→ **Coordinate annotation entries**
-=-=-=-=-
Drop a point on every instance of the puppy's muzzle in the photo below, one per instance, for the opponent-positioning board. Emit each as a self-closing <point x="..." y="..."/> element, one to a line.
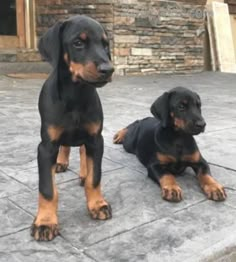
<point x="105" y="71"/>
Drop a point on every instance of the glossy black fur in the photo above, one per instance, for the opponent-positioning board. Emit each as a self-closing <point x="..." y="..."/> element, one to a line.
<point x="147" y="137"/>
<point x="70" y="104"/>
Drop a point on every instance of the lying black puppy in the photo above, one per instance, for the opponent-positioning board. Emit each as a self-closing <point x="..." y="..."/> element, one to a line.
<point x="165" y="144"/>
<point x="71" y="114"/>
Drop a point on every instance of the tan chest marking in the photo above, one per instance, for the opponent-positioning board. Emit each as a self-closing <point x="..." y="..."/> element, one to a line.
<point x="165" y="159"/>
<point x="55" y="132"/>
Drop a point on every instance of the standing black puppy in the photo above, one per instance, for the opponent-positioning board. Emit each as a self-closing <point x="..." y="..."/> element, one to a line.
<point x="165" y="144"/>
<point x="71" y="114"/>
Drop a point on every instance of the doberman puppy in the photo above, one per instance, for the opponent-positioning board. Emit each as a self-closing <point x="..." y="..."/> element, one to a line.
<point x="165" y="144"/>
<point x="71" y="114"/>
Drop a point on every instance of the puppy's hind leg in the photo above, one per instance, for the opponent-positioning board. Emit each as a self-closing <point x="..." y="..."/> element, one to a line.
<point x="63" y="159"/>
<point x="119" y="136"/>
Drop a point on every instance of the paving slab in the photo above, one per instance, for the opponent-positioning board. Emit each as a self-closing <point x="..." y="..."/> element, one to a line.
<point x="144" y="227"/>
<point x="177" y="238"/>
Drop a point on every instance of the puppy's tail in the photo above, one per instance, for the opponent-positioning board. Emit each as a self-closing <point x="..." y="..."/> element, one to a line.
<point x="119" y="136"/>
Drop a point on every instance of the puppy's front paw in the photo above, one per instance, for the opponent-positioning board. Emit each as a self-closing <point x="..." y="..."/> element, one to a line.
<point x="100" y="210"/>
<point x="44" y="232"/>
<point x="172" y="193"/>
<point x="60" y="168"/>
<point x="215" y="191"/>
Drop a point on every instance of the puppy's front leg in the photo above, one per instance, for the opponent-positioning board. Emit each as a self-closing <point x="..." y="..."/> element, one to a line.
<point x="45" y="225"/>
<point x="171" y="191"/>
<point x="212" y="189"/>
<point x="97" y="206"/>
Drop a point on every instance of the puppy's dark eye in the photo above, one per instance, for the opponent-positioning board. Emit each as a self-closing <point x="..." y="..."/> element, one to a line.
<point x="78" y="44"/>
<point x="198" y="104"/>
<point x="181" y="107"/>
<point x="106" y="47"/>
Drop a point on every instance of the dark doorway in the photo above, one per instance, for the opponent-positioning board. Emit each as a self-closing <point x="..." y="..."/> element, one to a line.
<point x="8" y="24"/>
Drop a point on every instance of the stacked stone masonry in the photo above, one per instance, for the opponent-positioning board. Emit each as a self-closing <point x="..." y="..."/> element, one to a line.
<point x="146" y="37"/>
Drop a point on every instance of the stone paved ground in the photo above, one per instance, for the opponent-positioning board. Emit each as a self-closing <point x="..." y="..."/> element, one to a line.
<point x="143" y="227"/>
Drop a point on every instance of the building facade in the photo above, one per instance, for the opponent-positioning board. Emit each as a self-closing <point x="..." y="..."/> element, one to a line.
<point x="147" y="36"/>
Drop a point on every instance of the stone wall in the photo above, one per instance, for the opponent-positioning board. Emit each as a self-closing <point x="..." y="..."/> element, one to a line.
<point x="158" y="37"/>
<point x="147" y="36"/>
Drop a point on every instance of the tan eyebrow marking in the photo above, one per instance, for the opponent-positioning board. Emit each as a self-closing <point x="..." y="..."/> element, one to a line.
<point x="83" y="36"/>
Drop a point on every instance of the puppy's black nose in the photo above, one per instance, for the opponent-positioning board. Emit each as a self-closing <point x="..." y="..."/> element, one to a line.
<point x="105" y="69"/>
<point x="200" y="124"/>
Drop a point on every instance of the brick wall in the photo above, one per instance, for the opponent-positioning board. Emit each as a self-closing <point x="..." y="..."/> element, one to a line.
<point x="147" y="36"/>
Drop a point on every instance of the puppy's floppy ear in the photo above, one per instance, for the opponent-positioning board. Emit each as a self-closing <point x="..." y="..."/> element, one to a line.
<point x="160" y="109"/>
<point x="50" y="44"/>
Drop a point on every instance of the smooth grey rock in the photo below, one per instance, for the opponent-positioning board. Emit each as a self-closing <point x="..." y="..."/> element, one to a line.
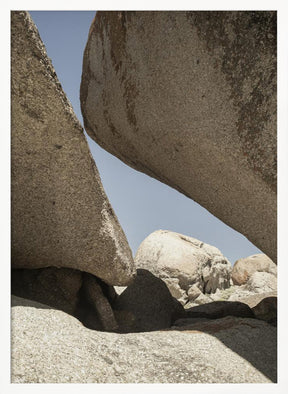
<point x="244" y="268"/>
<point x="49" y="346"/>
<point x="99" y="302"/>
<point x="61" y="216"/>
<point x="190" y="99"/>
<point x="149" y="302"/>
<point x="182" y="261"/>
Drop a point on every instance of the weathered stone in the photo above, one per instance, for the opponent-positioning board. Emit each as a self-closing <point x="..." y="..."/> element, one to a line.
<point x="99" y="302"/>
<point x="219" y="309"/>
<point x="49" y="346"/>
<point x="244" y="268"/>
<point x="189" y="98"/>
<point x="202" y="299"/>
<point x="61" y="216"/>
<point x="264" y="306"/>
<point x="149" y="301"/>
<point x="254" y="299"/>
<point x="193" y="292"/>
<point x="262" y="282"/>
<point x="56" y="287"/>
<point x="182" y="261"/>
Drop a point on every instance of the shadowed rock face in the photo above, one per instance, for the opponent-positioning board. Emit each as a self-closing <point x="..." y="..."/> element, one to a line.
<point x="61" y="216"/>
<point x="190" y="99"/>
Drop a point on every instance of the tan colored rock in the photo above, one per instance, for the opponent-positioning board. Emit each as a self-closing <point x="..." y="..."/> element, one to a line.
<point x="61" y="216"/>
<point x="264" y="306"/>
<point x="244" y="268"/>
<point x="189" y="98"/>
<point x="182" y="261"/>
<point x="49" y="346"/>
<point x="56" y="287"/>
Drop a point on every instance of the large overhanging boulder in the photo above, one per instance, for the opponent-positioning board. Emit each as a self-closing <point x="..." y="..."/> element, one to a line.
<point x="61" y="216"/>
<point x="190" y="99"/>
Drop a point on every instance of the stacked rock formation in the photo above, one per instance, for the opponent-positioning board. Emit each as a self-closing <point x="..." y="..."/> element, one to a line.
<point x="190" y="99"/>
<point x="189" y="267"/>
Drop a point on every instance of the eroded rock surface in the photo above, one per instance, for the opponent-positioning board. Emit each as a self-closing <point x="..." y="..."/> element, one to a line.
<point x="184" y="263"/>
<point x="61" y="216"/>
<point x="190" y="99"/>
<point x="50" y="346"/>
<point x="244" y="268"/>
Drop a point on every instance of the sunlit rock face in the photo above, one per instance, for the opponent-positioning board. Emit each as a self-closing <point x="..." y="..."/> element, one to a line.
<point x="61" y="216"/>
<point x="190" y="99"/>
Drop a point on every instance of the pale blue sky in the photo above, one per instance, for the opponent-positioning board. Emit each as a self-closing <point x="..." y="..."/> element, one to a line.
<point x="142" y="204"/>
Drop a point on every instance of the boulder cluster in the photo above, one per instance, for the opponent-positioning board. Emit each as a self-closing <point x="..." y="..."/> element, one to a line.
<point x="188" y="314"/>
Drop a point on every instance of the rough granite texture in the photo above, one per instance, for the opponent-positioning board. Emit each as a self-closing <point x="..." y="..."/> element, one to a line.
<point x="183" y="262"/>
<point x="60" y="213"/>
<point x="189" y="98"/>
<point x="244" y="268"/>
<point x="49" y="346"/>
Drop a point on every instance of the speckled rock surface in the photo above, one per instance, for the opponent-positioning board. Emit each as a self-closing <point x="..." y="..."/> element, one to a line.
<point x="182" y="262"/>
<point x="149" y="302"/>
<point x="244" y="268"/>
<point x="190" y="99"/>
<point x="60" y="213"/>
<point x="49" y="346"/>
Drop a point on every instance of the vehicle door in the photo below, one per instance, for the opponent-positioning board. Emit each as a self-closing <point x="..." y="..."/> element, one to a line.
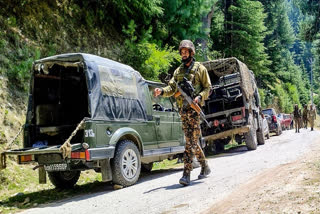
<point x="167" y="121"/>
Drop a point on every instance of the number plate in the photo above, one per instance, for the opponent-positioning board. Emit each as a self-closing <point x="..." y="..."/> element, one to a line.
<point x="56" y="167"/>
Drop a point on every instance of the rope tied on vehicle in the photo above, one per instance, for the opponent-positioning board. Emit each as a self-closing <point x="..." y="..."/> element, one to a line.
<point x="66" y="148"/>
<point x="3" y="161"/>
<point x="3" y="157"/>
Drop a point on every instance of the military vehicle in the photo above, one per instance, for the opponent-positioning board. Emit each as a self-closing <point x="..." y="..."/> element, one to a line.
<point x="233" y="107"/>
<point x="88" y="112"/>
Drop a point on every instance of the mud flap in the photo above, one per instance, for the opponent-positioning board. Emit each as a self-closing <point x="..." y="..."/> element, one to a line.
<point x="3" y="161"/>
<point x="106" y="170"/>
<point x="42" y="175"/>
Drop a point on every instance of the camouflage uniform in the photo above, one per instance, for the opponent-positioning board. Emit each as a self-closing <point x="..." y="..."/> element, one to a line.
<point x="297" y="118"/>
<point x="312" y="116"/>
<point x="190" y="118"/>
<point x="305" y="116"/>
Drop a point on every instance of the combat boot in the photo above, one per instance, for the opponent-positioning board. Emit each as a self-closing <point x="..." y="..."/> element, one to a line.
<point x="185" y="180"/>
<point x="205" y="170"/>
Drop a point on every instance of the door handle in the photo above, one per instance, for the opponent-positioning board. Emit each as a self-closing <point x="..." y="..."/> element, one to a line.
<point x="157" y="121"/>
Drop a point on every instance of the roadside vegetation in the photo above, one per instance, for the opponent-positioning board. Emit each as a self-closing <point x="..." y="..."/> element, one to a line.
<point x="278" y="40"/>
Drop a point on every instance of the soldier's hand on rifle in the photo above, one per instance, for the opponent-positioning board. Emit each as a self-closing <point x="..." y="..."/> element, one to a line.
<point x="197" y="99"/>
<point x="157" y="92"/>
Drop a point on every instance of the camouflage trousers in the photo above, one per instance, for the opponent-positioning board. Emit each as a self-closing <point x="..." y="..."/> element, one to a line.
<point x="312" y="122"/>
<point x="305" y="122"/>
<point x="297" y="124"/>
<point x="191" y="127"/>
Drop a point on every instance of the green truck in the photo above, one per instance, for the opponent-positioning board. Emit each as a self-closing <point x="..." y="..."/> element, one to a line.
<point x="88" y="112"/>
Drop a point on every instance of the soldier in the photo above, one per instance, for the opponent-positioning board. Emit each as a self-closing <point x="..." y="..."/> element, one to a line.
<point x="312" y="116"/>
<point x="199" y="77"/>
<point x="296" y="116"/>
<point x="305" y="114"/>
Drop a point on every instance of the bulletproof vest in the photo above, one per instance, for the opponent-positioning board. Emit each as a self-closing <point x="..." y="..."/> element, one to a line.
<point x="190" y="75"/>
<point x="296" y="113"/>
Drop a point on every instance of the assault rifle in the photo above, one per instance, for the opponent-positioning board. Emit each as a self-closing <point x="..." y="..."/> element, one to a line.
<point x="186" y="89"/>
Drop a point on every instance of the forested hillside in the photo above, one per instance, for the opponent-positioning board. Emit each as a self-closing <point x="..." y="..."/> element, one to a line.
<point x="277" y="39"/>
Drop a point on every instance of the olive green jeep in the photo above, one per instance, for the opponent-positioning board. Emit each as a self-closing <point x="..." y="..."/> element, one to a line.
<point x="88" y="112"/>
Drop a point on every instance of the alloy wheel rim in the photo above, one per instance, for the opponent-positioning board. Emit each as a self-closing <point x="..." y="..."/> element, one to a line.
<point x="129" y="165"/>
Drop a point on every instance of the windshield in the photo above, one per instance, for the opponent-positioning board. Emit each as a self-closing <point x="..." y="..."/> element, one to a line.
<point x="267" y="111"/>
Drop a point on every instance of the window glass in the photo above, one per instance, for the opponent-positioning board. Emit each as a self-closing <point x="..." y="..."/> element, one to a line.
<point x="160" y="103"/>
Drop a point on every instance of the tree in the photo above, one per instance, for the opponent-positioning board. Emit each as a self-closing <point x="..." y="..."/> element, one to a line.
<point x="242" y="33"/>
-=-=-=-=-
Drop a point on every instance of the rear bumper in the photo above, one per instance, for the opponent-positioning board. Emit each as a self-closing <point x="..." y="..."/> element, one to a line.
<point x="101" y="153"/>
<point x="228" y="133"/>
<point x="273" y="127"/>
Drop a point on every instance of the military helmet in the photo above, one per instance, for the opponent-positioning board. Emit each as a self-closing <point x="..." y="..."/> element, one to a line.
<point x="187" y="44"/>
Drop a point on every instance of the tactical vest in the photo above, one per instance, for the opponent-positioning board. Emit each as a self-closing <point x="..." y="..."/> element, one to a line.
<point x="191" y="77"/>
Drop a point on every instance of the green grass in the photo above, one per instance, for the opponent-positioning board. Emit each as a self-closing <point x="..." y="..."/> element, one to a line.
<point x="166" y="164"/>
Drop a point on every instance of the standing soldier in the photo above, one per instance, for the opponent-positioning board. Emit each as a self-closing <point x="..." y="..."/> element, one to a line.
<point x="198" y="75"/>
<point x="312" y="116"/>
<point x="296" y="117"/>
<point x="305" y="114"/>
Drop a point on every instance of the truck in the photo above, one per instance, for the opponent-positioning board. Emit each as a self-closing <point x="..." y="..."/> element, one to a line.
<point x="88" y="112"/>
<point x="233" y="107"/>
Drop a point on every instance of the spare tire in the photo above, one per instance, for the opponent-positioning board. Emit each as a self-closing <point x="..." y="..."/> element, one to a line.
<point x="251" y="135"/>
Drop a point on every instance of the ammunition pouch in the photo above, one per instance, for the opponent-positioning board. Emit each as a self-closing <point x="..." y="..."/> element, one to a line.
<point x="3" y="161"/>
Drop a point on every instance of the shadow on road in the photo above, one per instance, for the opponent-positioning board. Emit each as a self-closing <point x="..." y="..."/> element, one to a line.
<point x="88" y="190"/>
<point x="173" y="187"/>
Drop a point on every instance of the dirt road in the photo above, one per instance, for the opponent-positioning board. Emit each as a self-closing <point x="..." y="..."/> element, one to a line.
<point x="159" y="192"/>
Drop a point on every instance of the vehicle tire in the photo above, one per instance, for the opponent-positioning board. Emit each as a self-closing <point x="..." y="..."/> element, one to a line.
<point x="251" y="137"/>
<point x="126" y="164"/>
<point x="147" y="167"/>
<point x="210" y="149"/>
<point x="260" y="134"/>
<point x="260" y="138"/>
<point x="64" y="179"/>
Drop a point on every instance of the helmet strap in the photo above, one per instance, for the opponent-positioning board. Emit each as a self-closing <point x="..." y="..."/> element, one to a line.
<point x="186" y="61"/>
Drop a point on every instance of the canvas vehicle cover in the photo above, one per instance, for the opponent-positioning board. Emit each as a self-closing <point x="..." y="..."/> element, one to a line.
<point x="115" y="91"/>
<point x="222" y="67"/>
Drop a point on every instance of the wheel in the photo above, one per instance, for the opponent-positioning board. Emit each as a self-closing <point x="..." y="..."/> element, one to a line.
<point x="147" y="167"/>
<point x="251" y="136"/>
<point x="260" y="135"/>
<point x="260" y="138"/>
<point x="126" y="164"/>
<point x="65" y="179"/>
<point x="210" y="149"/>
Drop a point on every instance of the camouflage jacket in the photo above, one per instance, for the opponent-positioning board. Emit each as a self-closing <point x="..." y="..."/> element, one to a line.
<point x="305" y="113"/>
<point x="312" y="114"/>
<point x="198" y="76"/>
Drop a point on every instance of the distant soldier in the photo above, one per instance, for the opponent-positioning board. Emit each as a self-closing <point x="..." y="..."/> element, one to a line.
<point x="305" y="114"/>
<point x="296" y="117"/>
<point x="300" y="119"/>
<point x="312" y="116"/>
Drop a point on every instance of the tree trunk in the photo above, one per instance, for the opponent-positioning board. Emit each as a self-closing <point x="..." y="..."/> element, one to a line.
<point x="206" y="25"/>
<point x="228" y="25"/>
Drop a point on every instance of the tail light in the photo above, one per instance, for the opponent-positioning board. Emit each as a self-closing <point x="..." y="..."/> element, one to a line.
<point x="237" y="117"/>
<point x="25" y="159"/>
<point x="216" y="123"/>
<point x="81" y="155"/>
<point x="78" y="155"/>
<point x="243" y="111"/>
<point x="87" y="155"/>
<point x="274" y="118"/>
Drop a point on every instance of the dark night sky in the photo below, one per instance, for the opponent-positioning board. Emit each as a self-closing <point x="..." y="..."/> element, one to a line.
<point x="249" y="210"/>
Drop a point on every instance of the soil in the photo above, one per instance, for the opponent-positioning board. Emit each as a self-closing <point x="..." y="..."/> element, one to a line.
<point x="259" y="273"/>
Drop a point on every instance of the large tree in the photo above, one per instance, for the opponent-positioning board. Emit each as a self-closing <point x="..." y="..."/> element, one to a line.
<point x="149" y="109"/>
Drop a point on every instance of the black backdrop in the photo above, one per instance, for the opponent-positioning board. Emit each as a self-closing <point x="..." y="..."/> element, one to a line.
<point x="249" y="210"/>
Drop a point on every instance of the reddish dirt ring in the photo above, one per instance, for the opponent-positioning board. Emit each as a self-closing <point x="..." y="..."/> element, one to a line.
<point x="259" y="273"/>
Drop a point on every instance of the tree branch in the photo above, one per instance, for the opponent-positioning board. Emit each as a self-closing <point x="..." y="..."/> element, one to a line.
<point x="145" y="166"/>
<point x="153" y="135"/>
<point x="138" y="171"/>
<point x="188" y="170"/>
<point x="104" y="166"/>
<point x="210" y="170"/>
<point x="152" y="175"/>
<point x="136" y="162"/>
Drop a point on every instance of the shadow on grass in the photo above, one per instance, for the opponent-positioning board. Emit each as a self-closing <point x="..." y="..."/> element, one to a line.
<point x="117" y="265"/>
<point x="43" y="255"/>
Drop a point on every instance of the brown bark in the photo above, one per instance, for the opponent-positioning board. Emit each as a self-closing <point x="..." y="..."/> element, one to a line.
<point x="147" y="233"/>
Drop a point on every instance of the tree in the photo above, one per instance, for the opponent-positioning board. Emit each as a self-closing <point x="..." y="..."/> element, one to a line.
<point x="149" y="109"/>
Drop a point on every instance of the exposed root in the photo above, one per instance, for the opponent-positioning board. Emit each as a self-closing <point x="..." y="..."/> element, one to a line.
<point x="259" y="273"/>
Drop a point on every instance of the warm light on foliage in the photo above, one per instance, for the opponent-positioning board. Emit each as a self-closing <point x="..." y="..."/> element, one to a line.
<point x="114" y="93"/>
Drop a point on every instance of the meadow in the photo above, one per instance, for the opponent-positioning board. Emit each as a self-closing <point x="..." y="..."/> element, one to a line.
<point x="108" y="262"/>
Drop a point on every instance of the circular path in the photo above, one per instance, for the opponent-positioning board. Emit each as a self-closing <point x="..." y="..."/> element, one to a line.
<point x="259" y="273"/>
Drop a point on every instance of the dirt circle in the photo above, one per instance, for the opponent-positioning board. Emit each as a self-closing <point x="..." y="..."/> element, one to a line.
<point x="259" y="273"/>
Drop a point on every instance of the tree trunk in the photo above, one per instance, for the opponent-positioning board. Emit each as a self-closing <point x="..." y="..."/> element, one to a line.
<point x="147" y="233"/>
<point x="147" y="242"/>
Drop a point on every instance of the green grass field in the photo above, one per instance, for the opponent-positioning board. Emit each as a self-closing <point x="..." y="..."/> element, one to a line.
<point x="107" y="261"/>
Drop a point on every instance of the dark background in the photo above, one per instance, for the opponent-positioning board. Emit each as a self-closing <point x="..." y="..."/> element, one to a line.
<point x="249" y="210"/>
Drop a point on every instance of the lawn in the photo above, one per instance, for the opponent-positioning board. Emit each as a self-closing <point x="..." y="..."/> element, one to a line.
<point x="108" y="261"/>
-=-=-=-=-
→ **WORK TO BE COMPLETED**
Pick out and copy each line of the data above that contains the word "soldier". The match is case-sensitive.

→ **SOLUTION FOR THIS TASK**
Drop a point on every instance of the soldier's hand on rifle in the photo above, one per instance, for the opponent-positioning board. Emit each as a self-closing <point x="..." y="..."/> element, one to a line.
Drop a point on every instance of the soldier in the photo above, one per instance, for the opponent-positioning board. Emit each as a self-closing <point x="..." y="..."/> element, one to a line.
Drop a point on every instance of the standing soldier in the photo above, one per instance, for the opponent-positioning board. Emit each as a self-closing <point x="..." y="..."/> element, one to a line.
Drop a point on every instance of the distant soldier in the photo above, one per instance, for the opponent-positioning board. Emit each as a self-closing <point x="..." y="..."/> element, one to a line.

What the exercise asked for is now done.